**Trecho fornecido:**
»»
A
Gente
No
dia 23 avistaram os navegantes sete ou oito homens, depois mais dezoito ou
vinte. Nos dias seguintes muitos, que vieram às naus.
A
feiçam deles he seerem pardos, maneira d’avermelhados, de boos rostros e boos
narizes bem feitos; amdam nuus, sem nenhuũa cobertura; nem estimam nenhuma
coussa cobrir, nem mostrar suas vergonhas, e estam açerqua disso com tanta
inocência como teem em mostrar o rostro; traziam ambos os beiços de baixo
furados e metidos por eles senhos osos d’oso bramcos de compridam de huũa maão
travessa e de grossura de huum fuso d’algodam, e agudo na ponta coma furador. Amdavam
hy outrros quartejados de cores, saber, deles ameetade da sua própria cor, e
ameetade de timtura negra maneira de zulada, e outros quartejados d’escaques.
Aly amdavam antr’eles tres ou quatro moças bem moças e bem jentis, com cabelos
muito pretos compridos pelas espadoas, e suas vergonhas tam altas e tam
çaradinhas, e tam limpas das cabeleiras, que de as nos muito bem olharmos nom
tinhamos nenhuũa vergonha...
Amdava (um) todo per
louçaynha, cheo de penas pegadas pelo corpo, que parecia aseetadado coma Sam
Sebastiam; outros traziam carapuças de penas amarelas, e outros de vermelhas, e
outros de verdes; e huũa daquellas moças era toda timta de fundo a cima daquela
tintura, a qual certo era também feita e tam arredomda, e sua vergonha que ela
nom tinha, tam graciosa, que a muitas molheres de nossa terra veendo lhe taaes
feições fezera vergonha, por nom terem a sua com eela. Nenhuũ deles nom era
fanado, mas todos asy coma nos...
A
impressão era, ou foi, simpática: inocência, curiosidade, boa índole. As
mulheres, pela privação deles, e pela nudez delas, “bem moças e bem gentis”,
diz Pero Vaz, mui fermosas, que nam ham
nenhuũa inveja às da rua Nova de Lixbôa virá a dizer Pero Lopes, alguns
anos mais tarde (Diário da Navegação, 1927). Também elas se agradaram
dos Europeus: o romance exótico da colonização vai começar. “Iracema” será um
símbolo. Vão nascer os mamelucos, os maiores inimigos da raça primitiva...
««
**O que fazer:**
**1)** De acordo com o trecho, em que dia os navegantes avistaram os primeiros homens?
**2)** Edite os registros a partir da linha que contém "Mark the innermost point of each instance of the building" até o fim deles, substituindo "innermost" por "central" e mantendo todo o resto inalterado. Reproduza apenas essas linhas.
Os registros não têm relação nenhuma com o trecho.

**Dados fornecidos:**
»»
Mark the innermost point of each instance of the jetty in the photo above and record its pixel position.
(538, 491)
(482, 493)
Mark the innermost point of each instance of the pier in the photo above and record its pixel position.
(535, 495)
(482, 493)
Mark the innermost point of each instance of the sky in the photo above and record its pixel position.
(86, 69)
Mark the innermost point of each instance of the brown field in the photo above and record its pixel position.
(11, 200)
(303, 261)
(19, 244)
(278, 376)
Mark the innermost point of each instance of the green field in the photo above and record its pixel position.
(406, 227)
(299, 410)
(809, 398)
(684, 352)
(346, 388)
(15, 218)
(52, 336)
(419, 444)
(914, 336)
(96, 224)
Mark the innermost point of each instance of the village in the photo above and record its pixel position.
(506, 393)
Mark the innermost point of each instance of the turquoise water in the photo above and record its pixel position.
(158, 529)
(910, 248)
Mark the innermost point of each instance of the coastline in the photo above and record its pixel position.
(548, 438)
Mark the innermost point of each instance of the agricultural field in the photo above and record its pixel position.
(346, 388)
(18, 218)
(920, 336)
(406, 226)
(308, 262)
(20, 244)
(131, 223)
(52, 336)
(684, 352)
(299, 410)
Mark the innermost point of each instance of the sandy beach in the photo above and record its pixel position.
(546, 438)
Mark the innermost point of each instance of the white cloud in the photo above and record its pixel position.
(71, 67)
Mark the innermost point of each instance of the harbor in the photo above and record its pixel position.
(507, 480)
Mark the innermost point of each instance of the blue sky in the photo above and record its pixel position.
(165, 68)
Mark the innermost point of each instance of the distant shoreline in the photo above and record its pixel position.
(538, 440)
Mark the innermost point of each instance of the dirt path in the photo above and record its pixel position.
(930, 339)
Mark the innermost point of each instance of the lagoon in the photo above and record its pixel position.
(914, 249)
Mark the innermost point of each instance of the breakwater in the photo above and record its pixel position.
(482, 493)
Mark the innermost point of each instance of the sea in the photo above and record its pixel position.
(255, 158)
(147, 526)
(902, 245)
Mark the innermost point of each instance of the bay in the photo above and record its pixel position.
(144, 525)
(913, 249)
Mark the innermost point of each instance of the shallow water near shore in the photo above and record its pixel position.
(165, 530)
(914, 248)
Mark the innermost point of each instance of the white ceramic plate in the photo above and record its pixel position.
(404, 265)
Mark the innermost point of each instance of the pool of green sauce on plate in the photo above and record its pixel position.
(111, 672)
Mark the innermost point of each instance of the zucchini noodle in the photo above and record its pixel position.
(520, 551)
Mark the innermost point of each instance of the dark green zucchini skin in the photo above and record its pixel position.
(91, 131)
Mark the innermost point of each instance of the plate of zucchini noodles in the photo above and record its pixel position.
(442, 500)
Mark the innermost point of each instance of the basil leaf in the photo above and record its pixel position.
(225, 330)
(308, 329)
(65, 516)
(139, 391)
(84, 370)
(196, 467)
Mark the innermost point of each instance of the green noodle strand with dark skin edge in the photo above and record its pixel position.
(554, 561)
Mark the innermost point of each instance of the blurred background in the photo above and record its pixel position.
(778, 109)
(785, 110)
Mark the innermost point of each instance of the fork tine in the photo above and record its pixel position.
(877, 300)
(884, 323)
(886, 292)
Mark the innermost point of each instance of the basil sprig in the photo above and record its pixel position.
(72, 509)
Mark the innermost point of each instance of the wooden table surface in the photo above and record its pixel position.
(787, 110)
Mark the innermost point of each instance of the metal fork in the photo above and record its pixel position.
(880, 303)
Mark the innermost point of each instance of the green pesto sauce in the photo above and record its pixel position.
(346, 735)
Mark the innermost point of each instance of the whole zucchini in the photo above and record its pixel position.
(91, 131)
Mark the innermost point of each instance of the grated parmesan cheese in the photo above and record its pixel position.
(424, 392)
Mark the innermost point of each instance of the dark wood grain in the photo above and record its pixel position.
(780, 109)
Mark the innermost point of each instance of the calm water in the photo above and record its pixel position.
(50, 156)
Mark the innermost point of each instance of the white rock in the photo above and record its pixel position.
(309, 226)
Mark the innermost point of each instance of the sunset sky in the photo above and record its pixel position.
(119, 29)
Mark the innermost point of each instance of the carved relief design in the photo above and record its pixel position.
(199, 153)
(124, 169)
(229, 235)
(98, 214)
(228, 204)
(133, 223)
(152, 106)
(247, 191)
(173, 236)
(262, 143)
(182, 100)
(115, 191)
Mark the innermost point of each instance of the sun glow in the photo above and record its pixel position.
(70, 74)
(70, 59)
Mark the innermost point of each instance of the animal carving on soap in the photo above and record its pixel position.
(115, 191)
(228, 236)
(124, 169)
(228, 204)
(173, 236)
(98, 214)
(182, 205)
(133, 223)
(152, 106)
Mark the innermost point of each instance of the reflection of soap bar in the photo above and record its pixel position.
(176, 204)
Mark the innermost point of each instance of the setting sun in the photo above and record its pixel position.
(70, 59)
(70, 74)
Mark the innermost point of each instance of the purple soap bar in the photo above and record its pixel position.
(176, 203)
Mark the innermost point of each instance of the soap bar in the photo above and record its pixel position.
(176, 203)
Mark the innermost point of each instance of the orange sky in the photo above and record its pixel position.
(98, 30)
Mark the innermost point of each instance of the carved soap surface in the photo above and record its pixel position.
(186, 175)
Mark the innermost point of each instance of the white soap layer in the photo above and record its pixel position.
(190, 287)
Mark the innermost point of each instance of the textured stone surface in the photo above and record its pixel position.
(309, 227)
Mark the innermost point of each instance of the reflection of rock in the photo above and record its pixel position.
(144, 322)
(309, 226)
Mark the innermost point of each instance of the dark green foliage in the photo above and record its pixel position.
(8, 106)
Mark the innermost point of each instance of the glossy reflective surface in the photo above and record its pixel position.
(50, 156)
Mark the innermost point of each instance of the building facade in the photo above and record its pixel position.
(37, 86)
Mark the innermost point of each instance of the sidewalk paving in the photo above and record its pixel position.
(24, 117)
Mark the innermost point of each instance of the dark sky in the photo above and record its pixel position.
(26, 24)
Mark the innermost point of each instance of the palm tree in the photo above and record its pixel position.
««
**Lista de soluções:**
**1)** No dia 23.

**2)**
Mark the central point of each instance of the building facade in the photo above and record its pixel position.
(37, 86)
Mark the central point of each instance of the sidewalk paving in the photo above and record its pixel position.
(24, 117)
Mark the central point of each instance of the dark sky in the photo above and record its pixel position.
(26, 24)
Mark the central point of each instance of the palm tree in the photo above and record its pixel position.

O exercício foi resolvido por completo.